§ QUOTED PASSAGE:
────────────────

Improving quality and reducing costs are the two pillars of value-based care, as Medicare seeks to slow the unsustainable trajectory of the nation’s health care spend. Hospices have increasingly perceived services such as palliative care, a Medicare Advantage supplemental benefit, as an avenue to improve access and awareness among patients. Breaking down barriers such widespread public misconceptions end-of-life and serious illness care have been an ongoing hurdle for hospice providers.

“Patients have access to all the traditional Medicare hospice benefits, but some of the [Medicare Advantage] benefits that they have access to are transitional concurrent care,” Solomon said. “That can help bridge the gap for different services that might be required by that hospice patient. All three of these services are unique and different from the standard Medicare hospice service and are a requirement under the plan.”

While hospices are seeing benefits, challenges remain. Providers have had to get up to speed on how to work through this new payment system while responding to a global pandemic that came with gusty financial headwinds.

This new payment environment comes with the weight of incorporating new billing processes. Hospice providers have had to invest in new technology systems, as well as staff education and training.

“We made sure our medical records team was prepared to submit requested documentation differently,” said Sarah Bosko, CEO and administrator of Hospice of the Estes Valley, during the webinar. Estes Valley is a hospital-based skilled and non-medical home health and hospice provider in Colorado.

“One of the biggest pieces for us was intake, where instead of [patients] going through a standard Medicare payer, the [hospice] eligibility has to be checked through Humana,” Bosko said. “The other piece is the back-end for the billing — that dual requirement for both [claims] to the Medicare and to the VBID provider, making sure that we could get that system running.”

────────────────

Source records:
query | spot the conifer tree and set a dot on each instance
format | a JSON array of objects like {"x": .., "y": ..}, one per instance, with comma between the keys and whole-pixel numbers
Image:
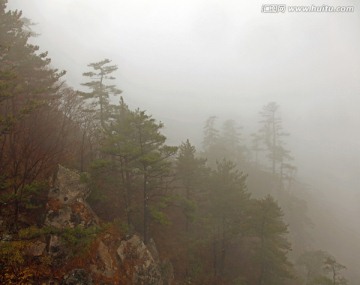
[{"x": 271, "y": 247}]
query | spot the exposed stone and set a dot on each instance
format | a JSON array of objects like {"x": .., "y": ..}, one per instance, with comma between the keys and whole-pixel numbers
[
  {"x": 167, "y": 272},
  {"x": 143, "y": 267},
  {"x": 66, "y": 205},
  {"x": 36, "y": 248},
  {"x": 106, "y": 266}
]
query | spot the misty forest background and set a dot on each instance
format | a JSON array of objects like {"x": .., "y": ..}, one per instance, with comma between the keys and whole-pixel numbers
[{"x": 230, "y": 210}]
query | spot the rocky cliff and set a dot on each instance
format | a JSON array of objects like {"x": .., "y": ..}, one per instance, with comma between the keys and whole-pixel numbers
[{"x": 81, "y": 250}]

────────────────

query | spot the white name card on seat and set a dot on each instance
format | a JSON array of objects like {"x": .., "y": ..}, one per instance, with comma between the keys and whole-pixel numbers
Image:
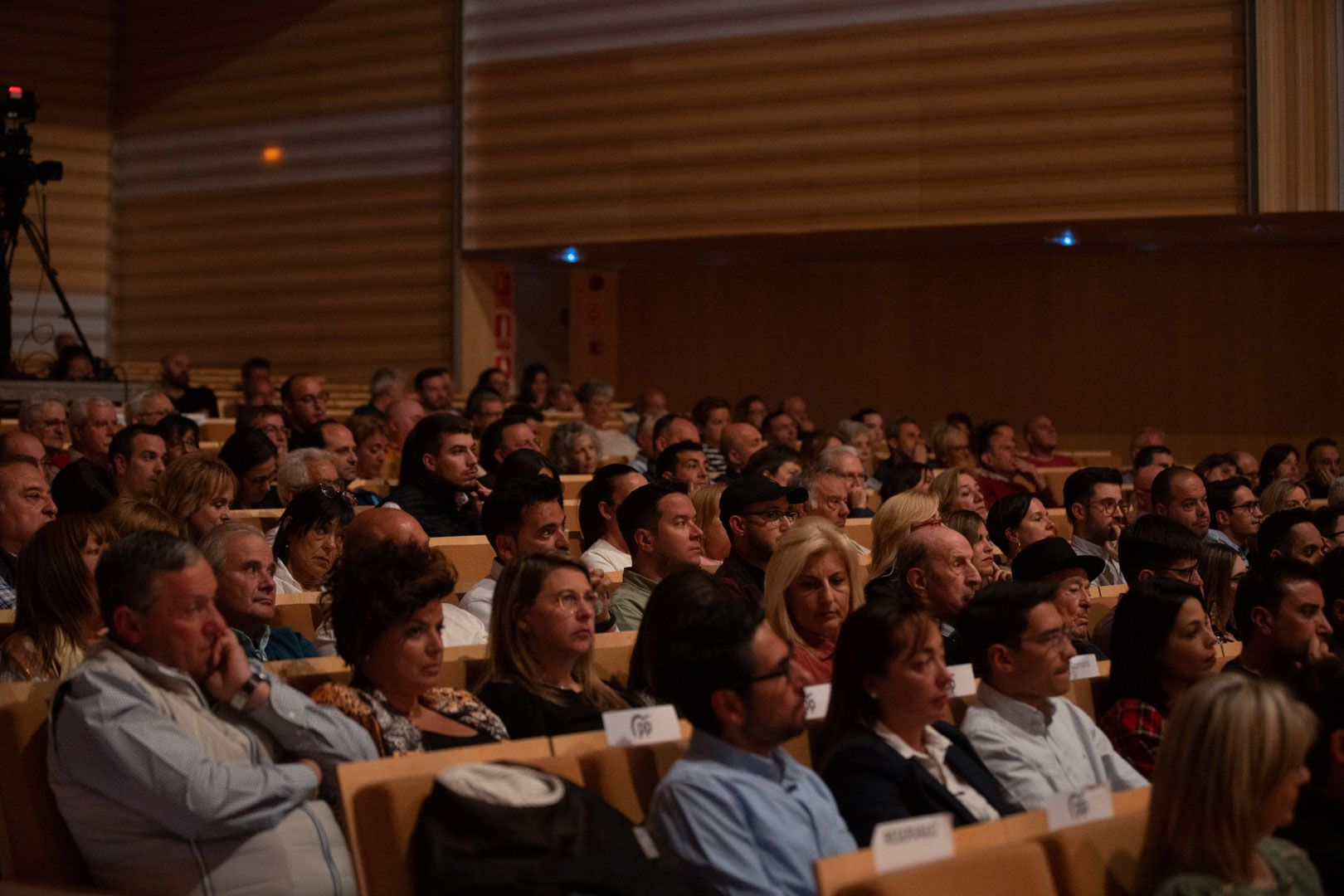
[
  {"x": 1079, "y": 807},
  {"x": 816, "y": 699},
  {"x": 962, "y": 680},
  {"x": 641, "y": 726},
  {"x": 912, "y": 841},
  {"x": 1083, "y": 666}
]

────────────────

§ CHECK YOUR UNDERSTANDING:
1: Reproduce the stretch of the hospice passage from "This new payment environment" through "education and training." word for word.
2: Answer these questions using the hospice passage:
(a) What are the two pillars of value-based care?
(b) In which state does Hospice of the Estes Valley operate?
(c) Through which company does Bosko say hospice eligibility has to be checked at intake?

§ REPLIES:
1:
This new payment environment comes with the weight of incorporating new billing processes. Hospice providers have had to invest in new technology systems, as well as staff education and training.

2:
(a) Improving quality and reducing costs.
(b) Colorado.
(c) Humana.